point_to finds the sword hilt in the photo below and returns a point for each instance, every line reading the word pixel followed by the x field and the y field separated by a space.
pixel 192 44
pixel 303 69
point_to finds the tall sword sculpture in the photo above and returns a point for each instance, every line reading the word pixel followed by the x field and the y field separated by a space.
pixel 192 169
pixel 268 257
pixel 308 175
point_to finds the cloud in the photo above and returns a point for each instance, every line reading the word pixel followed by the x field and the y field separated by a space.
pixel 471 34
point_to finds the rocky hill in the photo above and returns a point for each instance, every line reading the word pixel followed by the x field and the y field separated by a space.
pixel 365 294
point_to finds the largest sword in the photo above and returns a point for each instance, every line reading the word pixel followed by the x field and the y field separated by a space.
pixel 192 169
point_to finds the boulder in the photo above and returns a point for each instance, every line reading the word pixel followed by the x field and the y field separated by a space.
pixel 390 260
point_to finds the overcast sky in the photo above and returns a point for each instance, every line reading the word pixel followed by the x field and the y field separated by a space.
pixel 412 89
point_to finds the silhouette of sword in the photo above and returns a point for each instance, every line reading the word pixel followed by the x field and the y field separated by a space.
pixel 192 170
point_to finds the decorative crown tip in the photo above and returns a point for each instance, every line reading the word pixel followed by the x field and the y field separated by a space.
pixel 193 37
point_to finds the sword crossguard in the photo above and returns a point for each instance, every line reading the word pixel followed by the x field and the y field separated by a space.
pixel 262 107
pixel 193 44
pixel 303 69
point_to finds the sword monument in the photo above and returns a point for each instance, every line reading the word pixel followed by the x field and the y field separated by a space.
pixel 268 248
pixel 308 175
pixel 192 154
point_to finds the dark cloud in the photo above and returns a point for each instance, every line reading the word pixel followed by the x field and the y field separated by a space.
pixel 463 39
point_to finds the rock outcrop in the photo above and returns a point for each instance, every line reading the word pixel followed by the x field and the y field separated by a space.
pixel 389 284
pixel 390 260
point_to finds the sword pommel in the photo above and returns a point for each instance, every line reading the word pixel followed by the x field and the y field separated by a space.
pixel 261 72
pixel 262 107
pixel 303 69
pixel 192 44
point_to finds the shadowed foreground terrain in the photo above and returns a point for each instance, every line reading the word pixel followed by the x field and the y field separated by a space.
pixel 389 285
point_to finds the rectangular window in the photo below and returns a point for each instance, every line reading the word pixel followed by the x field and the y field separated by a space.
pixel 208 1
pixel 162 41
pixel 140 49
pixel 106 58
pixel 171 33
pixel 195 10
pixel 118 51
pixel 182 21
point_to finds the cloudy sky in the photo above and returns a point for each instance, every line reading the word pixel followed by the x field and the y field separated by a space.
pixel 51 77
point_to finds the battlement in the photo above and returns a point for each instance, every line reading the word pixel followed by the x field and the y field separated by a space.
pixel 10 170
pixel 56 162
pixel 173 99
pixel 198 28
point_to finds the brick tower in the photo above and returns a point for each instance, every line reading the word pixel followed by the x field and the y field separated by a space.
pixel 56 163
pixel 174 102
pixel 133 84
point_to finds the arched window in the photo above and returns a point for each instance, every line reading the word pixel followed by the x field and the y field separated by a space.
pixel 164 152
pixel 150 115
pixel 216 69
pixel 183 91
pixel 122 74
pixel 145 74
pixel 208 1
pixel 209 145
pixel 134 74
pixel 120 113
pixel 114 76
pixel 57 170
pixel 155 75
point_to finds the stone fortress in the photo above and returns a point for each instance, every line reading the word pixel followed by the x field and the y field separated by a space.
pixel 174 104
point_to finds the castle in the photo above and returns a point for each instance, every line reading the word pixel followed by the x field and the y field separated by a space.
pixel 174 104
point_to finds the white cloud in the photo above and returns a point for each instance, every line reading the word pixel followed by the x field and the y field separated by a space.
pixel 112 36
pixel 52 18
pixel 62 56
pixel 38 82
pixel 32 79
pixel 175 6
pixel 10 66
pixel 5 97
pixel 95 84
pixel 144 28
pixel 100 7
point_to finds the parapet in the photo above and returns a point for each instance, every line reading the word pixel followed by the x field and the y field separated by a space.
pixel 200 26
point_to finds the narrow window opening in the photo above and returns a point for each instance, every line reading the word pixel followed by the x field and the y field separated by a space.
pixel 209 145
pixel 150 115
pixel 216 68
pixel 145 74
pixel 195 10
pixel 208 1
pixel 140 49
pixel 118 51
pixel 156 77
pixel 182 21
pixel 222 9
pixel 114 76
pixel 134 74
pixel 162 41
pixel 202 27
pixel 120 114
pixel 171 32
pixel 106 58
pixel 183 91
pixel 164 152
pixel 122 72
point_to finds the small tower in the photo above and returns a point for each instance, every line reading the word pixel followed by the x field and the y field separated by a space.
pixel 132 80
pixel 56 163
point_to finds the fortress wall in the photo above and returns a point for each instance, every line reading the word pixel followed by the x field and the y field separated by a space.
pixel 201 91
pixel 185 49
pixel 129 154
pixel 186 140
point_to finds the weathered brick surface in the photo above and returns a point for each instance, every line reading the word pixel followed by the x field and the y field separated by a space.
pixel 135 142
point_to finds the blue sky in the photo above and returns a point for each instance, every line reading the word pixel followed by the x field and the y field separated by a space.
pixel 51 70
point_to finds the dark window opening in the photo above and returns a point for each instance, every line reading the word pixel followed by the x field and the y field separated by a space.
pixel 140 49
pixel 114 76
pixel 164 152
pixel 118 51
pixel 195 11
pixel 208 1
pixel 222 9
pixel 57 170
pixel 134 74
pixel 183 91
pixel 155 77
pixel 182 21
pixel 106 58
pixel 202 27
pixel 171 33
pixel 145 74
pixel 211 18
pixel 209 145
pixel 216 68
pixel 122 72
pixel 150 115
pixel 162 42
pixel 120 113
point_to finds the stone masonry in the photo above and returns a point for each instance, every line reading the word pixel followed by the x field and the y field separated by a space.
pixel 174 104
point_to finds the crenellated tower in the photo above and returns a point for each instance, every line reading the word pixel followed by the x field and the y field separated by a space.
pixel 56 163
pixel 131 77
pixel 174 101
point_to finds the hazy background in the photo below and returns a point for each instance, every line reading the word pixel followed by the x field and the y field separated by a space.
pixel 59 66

__________

> **YOUR GOAL**
Return every line of the records exactly, from the line containing "point_to finds the tall" down to the line containing "pixel 365 294", with both of those lines included.

> **FINISHED EXERCISE**
point_to finds the tall sword sculpture in the photo above and returns a point for each instance, every line reading the word pixel followed by the x field and the y field separated by a space.
pixel 192 169
pixel 268 257
pixel 308 175
point_to finds the cloud in the photo above and returns a point for each instance, every line reading the word pixel followed by the x field and the y field separated by a space.
pixel 471 34
point_to finds the rocky hill in the photo above and returns a point for each instance, every line reading the word pixel followed by the x field and the y field separated by a space.
pixel 365 294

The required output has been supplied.